[Görev Listesi]:
(A) Hoşgörü üzerine yazıda "Sakın büyüklenme, elde" ile başlayıp "bir ay Mart." ile biten kısmı harfi harfine tekrar edin.
(B) Hoşgörü üzerine yazının son cümlesinden sonra gelecek kısmı yazarak metni sürdürün.

[Seçilmiş Bölüm]:
::::::

Yüz’de ısrar etme, doksan da olur,
İnsan dediğinde noksan da olur.
Sakın büyüklenme, elde neler var,
Bir ben varım deme, yoksan da olur,
Hatasız dost arayan, dosttan da olur.
*
Bugün hafta sonu, dışarıda sıkıcı, insanın içini karartan bir hava var, üstelik de birkaç gündür süren sağanak yağışlı, kapalı ve can sıkan…
Yağmur bardaktan boşanırcasına yağar, arkasından kar mı gelecek diye insan merak ederken, aha şubat ayını da yedik böylece.
Gerçi 12 Şubat’tan sonrası yaz deseler de, daha önümüzde mart ayı var. Mali müşavirlere kadar, vergi mükelleflerinin de kâbusu olan bir ay Mart.
Ve kapıdan baktıran, bazı yerlere kar yağdıran…
*
Söylemek isteyeceğim mesele şu; Mevlana Hazretlerinin dörtlüğünü okudunuz yukarıda. Bu dörtlükten yola çıkarak;
Bir şeyi çok istersiniz, nasip ve kısmet olmayınca olmuyor işte. Allah malı dileğine, ilmi dileyene verirmiş ya, o hesap, arzularımızın, taleplerimizin yerine gelmesinde fazla ısrarcı olmak da işe yaramıyor. Sevmekte ısrar edin, hepsine yetiyor ve değiyor!
Hepimiz insanız, kimse dört dörtlük değil. Melek de değiliz. Kul kusursuz da olmuyor. Ancak insanları olduğu gibi, artıları-eksileri ile kabul etmek zorunluluğu mutlaka var ve olmalı. Bendeki hasletler size ters ve yabancı gelebilir.

::::::

[Kayıtlı Bilgiler]:
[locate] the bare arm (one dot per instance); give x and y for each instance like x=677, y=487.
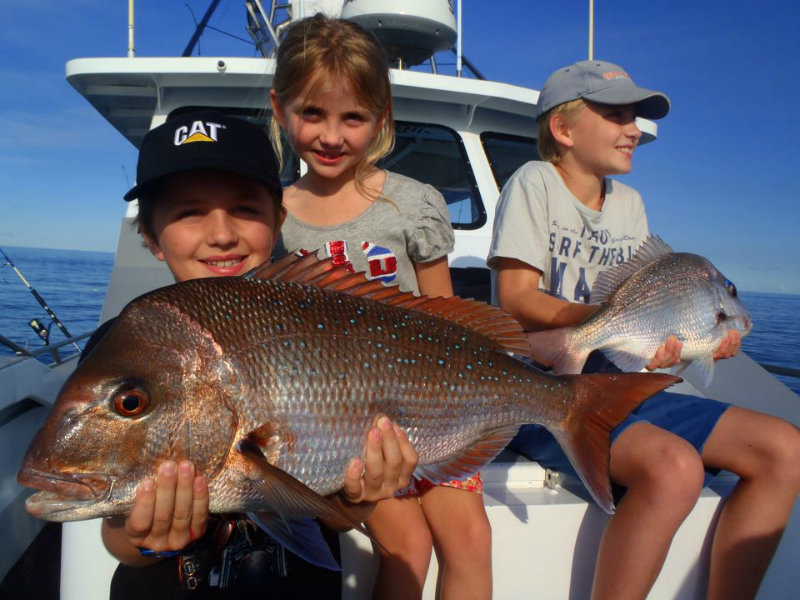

::::::

[Görevlere Göre Yanıtlar]:
(A)
Sakın büyüklenme, elde neler var,
Bir ben varım deme, yoksan da olur,
Hatasız dost arayan, dosttan da olur.
*
Bugün hafta sonu, dışarıda sıkıcı, insanın içini karartan bir hava var, üstelik de birkaç gündür süren sağanak yağışlı, kapalı ve can sıkan…
Yağmur bardaktan boşanırcasına yağar, arkasından kar mı gelecek diye insan merak ederken, aha şubat ayını da yedik böylece.
Gerçi 12 Şubat’tan sonrası yaz deseler de, daha önümüzde mart ayı var. Mali müşavirlere kadar, vergi mükelleflerinin de kâbusu olan bir ay Mart.

(B)
Zevkler ve renkler nasıl tartışma götürüyorsa…
*
Merhum Sakıp Sabancı’nın babası, merhum Hacı Osman Sabancı’nın Adana’daki mezar taşında yazılı, “Gurur ahmaklık, kibir eşşekliktir!”
Çok gurur, çok kibir, insanı yanlışa götürür. Kalender olmak, mütevazı olmak, alçakgönüllü olmak varken, büyüklenmek, kibirlenmek kimseye bir şey kazandırmıyor. İnsan büyüdükçe küçülmesini bilmeli.
Kimsenin kimseye bir üstünlüğü yok. Yarın ecel kapıya dayanıp, musalla taşında sorduklarında, “iyi bilirdik, Allah rahmet eylesin!” dediklerinde, duyuyorsunuz zaten o sesleri. Musalla taşlarının da dilinin olduğunu unutmadan yazıyorum bunları. Mezarlığa gömdüklerinde, zengin-fakir, makam mevki sahibi-gariban demiyor insanlar. Ki orada herkes bir, herkes eşit.
Turan Engin ne güzel söyler o türküyü, “Engin ol gönül, engin ol!”
*
O bakımdan, kimse kendini dağların hâkimi sanmasın.
Kimse dağları ben yarattım demesin.
Kimse havalara girmesin, kimse zenginliği ile, malı mülkü ya da makamı ile övünmesin. Hepsi boş, hepsi geçici. Kalıcı olan, baki kubbede hoş seda bırakan güzelliklerdir, tevazudur, alçakgönüllülüktür, yaptığınız iyiliklerdir işe yarayacak ve sizi kurtaracak olan.
Arkadaş çok da, dost zor bulunur, nadir çıkar karşınıza. O bakımdan dostlarınızın kıymetini bilin. Onları üzmeyin, kırmayın, dökmeyin!
Yukarıda da söyledik ya, kimse dört dörtlük değil. Sizi hatasız kul ararsanız, yalnız kalırsınız. Çünkü hatasız kul yok. Israr ederseniz, yalnız kalırsınız, ki tabutunuzu taşıyacak cemaat ve akraba da bulamazsınız.
Şeyhadil’in de bir adaleti var!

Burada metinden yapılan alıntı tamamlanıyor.